▸ **SELECTED EXCERPT**
- - - -

Hacker Newsnew | past | comments | ask | show | jobs | submitlogin

The more Apple is failing to deliver hardware to the high standards they used to do, the more Hackingtosh's popularity is going to grow.


As a Mac user disappointed with Apple's current direction with its hardware line, there are some risks with using Hackintoshes:

1. It requires considerable more work to set up and maintain a Hackintosh system than using Linux or *BSD, and it's completely unsupported. When I researched this last time, there were three sore points: (a) Upgrades between even minor point versions could sometimes mess up installations, (b) finding compatible hardware can be difficult (especially in the case of laptops), and (c) using Messages and iCloud on a Hackintosh could risk getting locked out of those accounts.

2. Installing macOS on a non-Apple product is a violation of the macOS EULA. Because of this, a Hackintosh may be a liability in professional environments.

- - - -

▸ **TASK BRIEF**
Please summarize the Hacker News discussion about Hackintoshes above in two sentences.

▸ **DATASET**
- - - -

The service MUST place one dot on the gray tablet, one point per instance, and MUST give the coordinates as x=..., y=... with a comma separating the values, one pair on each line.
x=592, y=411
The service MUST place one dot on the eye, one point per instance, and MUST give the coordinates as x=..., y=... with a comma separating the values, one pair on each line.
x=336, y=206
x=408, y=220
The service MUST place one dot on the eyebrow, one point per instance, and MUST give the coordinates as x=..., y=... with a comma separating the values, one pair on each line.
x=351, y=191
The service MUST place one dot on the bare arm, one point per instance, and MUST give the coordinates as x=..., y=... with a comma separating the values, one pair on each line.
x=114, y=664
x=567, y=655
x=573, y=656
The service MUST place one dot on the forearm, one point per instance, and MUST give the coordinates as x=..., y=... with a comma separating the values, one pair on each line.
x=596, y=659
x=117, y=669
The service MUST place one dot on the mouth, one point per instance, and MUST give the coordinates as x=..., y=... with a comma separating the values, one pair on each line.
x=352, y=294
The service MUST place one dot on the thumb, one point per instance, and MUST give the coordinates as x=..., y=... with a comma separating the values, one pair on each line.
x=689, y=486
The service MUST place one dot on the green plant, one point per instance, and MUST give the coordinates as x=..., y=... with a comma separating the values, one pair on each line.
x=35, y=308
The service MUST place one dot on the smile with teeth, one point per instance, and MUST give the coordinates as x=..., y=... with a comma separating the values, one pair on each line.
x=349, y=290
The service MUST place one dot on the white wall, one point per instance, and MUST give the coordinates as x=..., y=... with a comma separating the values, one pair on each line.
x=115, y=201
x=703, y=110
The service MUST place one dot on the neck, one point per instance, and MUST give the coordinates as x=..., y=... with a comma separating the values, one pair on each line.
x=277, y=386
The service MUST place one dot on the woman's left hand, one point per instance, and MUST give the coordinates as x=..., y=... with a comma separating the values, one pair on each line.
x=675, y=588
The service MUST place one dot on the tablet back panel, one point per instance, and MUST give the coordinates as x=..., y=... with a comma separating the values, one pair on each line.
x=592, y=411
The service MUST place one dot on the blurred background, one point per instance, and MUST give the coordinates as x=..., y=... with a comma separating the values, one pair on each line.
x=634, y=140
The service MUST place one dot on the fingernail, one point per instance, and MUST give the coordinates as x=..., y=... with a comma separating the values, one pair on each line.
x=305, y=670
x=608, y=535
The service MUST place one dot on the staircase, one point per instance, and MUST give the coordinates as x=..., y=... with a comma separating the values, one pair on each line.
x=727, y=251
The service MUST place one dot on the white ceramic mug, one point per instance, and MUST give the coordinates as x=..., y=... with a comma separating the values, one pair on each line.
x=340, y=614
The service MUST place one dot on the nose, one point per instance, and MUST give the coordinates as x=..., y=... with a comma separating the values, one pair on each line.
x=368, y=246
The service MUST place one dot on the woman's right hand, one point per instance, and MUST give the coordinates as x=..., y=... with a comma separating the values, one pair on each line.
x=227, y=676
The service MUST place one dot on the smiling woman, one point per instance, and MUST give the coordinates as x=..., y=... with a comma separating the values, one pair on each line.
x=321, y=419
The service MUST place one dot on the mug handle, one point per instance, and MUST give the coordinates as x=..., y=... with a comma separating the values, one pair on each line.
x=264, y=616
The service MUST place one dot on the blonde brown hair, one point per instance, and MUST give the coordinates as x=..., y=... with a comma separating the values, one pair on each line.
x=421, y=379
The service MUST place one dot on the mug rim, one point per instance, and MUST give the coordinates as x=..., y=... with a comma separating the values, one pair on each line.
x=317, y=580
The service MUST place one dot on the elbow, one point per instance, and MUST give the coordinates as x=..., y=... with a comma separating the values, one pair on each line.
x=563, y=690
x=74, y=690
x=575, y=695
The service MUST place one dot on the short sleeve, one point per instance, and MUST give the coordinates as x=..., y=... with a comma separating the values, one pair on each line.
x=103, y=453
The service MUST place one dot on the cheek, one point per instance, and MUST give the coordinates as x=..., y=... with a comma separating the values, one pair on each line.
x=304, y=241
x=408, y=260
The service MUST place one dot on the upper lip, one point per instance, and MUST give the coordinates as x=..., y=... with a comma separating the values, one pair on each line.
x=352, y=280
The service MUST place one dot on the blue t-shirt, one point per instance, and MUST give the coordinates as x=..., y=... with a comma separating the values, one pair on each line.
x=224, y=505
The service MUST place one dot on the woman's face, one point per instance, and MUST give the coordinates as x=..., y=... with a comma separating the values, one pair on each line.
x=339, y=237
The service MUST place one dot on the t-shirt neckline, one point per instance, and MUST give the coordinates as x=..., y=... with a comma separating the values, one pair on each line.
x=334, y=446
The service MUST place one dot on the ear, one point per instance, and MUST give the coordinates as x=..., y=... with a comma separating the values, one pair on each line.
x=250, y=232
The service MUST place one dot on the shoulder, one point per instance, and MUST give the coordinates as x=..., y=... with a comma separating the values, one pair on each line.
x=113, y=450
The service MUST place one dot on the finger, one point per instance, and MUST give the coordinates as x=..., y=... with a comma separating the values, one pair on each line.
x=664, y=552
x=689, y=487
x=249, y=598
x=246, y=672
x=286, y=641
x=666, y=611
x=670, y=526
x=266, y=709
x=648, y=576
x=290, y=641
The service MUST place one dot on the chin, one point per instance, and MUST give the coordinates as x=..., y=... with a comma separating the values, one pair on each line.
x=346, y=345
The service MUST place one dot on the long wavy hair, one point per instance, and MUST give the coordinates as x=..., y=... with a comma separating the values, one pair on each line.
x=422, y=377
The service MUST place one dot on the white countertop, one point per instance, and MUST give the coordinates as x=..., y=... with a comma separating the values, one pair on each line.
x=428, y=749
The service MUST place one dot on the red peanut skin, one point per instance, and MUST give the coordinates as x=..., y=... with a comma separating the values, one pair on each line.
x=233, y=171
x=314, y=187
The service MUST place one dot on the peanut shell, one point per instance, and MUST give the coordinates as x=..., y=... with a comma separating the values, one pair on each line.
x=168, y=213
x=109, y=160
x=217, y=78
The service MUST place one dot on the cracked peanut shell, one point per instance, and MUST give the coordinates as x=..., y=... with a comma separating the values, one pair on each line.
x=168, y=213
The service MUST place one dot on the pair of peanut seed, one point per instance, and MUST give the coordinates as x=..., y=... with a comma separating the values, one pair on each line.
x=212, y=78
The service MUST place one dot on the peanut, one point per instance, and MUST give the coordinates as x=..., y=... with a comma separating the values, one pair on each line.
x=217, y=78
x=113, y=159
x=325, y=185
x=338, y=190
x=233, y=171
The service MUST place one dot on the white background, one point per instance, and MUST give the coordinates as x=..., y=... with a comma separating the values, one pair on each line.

- - - -

▸ **COMPLETE OUTPUT**
The discussion opens by predicting that Hackintoshes will grow more popular as Apple fails to deliver hardware to its former high standards. A Mac user disappointed with Apple's hardware direction then lists the risks: Hackintoshes are harder to set up and maintain than Linux or *BSD and are unsupported, upgrades can break installations, compatible hardware is hard to find, and using Messages or iCloud can get accounts locked; installing macOS on non-Apple hardware also violates the EULA, which can make a Hackintosh a liability in professional environments.